**Required work**
Copy the material below word for word, line by line, with nothing added or changed.

* BEGIN *

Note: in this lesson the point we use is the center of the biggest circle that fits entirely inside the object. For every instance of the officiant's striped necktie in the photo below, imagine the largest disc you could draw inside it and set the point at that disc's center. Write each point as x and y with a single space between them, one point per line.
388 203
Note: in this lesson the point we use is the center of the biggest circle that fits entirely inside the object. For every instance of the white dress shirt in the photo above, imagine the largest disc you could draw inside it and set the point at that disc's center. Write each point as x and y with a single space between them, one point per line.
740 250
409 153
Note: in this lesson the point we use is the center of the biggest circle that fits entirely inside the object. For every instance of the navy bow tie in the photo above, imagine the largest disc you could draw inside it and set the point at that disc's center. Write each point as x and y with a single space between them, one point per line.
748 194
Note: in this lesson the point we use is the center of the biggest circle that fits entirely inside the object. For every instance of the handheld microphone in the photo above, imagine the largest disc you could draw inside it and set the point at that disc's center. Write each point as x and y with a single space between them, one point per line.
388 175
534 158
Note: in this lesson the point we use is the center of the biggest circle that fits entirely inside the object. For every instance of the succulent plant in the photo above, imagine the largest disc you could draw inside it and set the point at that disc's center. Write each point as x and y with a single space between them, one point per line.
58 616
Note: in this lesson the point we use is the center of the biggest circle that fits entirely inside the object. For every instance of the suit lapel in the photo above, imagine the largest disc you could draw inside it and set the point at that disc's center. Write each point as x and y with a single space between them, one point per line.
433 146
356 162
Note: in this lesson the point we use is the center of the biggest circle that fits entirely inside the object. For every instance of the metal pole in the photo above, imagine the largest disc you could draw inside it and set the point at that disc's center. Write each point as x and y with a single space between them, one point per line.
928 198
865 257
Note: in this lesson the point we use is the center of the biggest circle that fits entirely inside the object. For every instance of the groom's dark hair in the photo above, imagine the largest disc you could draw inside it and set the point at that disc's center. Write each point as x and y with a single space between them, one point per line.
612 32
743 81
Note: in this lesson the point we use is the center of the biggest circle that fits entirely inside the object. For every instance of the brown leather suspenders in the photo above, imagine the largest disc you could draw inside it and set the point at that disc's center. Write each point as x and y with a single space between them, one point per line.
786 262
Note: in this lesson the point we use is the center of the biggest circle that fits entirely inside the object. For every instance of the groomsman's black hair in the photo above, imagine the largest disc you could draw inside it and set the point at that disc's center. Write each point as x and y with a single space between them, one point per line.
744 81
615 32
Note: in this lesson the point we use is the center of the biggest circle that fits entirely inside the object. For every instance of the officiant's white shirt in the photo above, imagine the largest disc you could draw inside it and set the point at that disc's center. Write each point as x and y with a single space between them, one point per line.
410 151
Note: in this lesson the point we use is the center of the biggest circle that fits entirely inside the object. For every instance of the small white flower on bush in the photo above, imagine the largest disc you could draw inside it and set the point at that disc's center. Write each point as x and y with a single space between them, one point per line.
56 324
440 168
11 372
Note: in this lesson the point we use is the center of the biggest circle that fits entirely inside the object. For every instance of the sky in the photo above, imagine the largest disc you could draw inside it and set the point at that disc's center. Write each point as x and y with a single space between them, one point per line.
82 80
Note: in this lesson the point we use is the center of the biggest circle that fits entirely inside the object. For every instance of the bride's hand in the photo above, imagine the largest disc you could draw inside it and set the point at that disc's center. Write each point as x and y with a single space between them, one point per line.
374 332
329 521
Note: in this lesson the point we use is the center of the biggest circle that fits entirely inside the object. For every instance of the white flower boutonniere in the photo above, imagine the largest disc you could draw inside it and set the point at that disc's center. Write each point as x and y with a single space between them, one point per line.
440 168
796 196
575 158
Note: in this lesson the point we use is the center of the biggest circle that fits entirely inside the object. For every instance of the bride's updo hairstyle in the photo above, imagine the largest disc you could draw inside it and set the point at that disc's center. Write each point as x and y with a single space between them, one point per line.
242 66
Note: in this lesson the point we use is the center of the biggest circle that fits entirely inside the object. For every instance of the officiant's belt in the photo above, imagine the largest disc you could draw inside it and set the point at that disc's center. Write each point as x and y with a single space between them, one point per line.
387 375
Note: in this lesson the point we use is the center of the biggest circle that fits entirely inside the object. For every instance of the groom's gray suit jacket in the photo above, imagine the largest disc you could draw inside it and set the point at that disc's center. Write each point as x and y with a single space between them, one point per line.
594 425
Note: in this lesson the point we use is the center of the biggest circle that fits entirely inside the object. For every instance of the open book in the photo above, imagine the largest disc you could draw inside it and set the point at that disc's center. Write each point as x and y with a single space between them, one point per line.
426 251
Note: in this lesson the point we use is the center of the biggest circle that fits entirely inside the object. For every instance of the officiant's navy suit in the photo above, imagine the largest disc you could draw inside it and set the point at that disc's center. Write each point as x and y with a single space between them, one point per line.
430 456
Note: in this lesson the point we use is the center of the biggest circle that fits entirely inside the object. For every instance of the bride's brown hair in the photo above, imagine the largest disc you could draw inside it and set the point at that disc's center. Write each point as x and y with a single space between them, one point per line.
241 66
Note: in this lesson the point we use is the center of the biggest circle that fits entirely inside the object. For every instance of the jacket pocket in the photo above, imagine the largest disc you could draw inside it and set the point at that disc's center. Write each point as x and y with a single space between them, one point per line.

* END *

**Worked solution**
Note: in this lesson the point we use is the center of the biggest circle that fits entirely inside the object. For every instance of the officiant's striped necktie in the photo below, imagine the largest disc you could draw inside it and set the point at that disc's center. Write each point as x and y with a single space between them, one point per line.
388 203
Note: in this lesson the point we use is the center of the biggest circle that fits entirely inside the object. For every instance of the white dress shirt in the photo above, imagine the largest disc you could draw inside it and set the point at that disc's center. Write each point as x and y with a single space between them, one point per line.
740 250
409 153
Note: in this lesson the point we use is the center of the biggest circle that fits entirely inside the object. For every instance of the navy bow tie in the photo above, imagine the largest disc you could draw inside it and set the point at that disc's center. Write each point as x and y with a single space between them, one point per line.
748 194
Note: in this lesson the point we use is the center of the biggest circle that fits entirely inside the object. For every instance of the handheld microphone in the photo above, imagine the largest disc you could draw inside it and set the point at that disc's center. Write each point as x and y with a single space between them, one point per line.
388 175
534 158
Note: in this lesson the point we use is the center of the biggest circle that fits entirely inside the object. For every instance of the succulent plant in the photo above, imagine the largest disc you could draw inside it and set the point at that disc's center. Write each point as x and y with a single space between them, one point per line.
58 616
Note: in this lesson the point we use is the center of the biggest circle that fits entirely inside the object. For every instance of the suit lapel in the photo above, imagine the largest disc you could draw inside it and set the point at that disc's center. Write each point as x and y with a single space between them, one point per line.
433 146
356 162
Note: in this lesson the point we use is the center of the biggest circle that fits entirely inside the object. For every instance of the metal pole in the photo above, imagine the largest disc you could draw inside it and set the point at that disc's center. Write each point as x and y with a single space between them, one point per line.
928 198
865 257
Note: in this lesson the point we use is the center of the biggest circle that fits entirely inside the object. For every instance of the groom's dark hair in the photo above, imagine the largest disc you could draw inside it and set the point at that disc's center. Write each point as x and y with a single space between them, one point per line.
612 32
743 81
Note: in this lesson the point we use is the center of the biggest circle that fits entirely inside the object. For every instance of the brown leather suspenders in the photo above, imagine the largest disc you could draw inside it and set the point at that disc's center. Write each point as x and y with a single space between them, one point per line.
786 262
Note: in this lesson the point we use is the center of the biggest circle that fits entirely inside the object. For every instance of the groomsman's black hair in the photo above, imagine the largest disc you could draw inside it and set the point at that disc's center. Write each point as x and y with a single space between them, one point per line.
744 81
615 32
Note: in this lesson the point we use is the center of the biggest circle that fits entirely inside the object. For every instance of the officiant's white shirt in the photo above, imagine the largest disc you could draw inside it and set the point at that disc's center. Write each point as x and y with a single space between them, one point per line.
410 151
Note: in this lesson the point we use is the center of the biggest circle that fits entirely inside the object. For every instance of the small white flower on bush in the photo above, imagine the largest disc you could draw inside it and set the point at that disc's center. Write each point as x and y with a single space between them, one point per line.
56 324
440 168
11 372
Note: in this lesson the point we use is the center of the biggest circle that fits entirely inside the object. For every instance of the sky in the photo above, imagine the largest disc you could draw inside it and set the point at that disc's center. Write each point as x and y with a single space between them, one point per line.
82 80
Note: in this lesson the point we use is the center of the biggest circle that fits entirely inside the object. For every instance of the bride's hand in the photo above, imagine the largest disc you could draw inside it and set the point at that disc's center. Write each point as x and y with a single space between them, one point per line.
374 332
329 521
Note: in this lesson the point we use is the center of the biggest circle that fits entirely inside the object. For every instance of the white flower boutonniere in the photo above, imagine the largest disc you could draw inside it and set the point at that disc's center. Write each point as x and y with a single space between them, one point per line.
440 168
796 196
575 158
Note: in this lesson the point we use is the center of the biggest circle that fits entirely inside the object. For every instance of the bride's updo hairstyle in the photo above, imagine the largest disc you could draw inside it and set the point at that disc's center. Write each point as x and y with a single space between them, one point per line.
242 66
Note: in this lesson the point we use is the center of the biggest circle that fits entirely inside the object. For every instance of the officiant's belt in the photo above, imagine the largest disc you could draw inside it and set the point at that disc's center. Write each point as x and y with a single space between them, one point per line.
387 375
Note: in this lesson the point we use is the center of the biggest circle that fits entirely inside the object. For every instance of the groom's gray suit jacket in the photo above, imagine the largest disc you could draw inside it and set the point at that disc's center. Write each point as x and y with a single space between them, one point per line.
594 425
Note: in this lesson the point we use is the center of the biggest circle that fits entirely inside the object. For every instance of the open book in the photo above, imagine the largest disc you could draw inside it and set the point at that disc's center. Write each point as x and y with a single space between them, one point per line.
426 251
Note: in this lesson the point we use is the center of the biggest circle that fits entirely inside the object. For every instance of the officiant's navy suit in the photo above, imagine the largest disc you could draw inside it and set the point at that disc's center. Write each point as x and y with a single space between them, one point per line.
430 456
Note: in this lesson the point we use is the center of the biggest circle that fits entirely inside the object. For every instance of the bride's brown hair in the photo above, imagine the largest disc you could draw inside it and set the point at that disc's center. Write each point as x and y with a single space between them, one point per line.
241 66
Note: in this lesson the point we use is the center of the biggest circle that fits entirely inside the object. For every instance of the jacket pocket in the photo above, imagine the largest disc you could draw inside it and set the point at that disc's center. Write each point as x and y with a single space between them, one point per line.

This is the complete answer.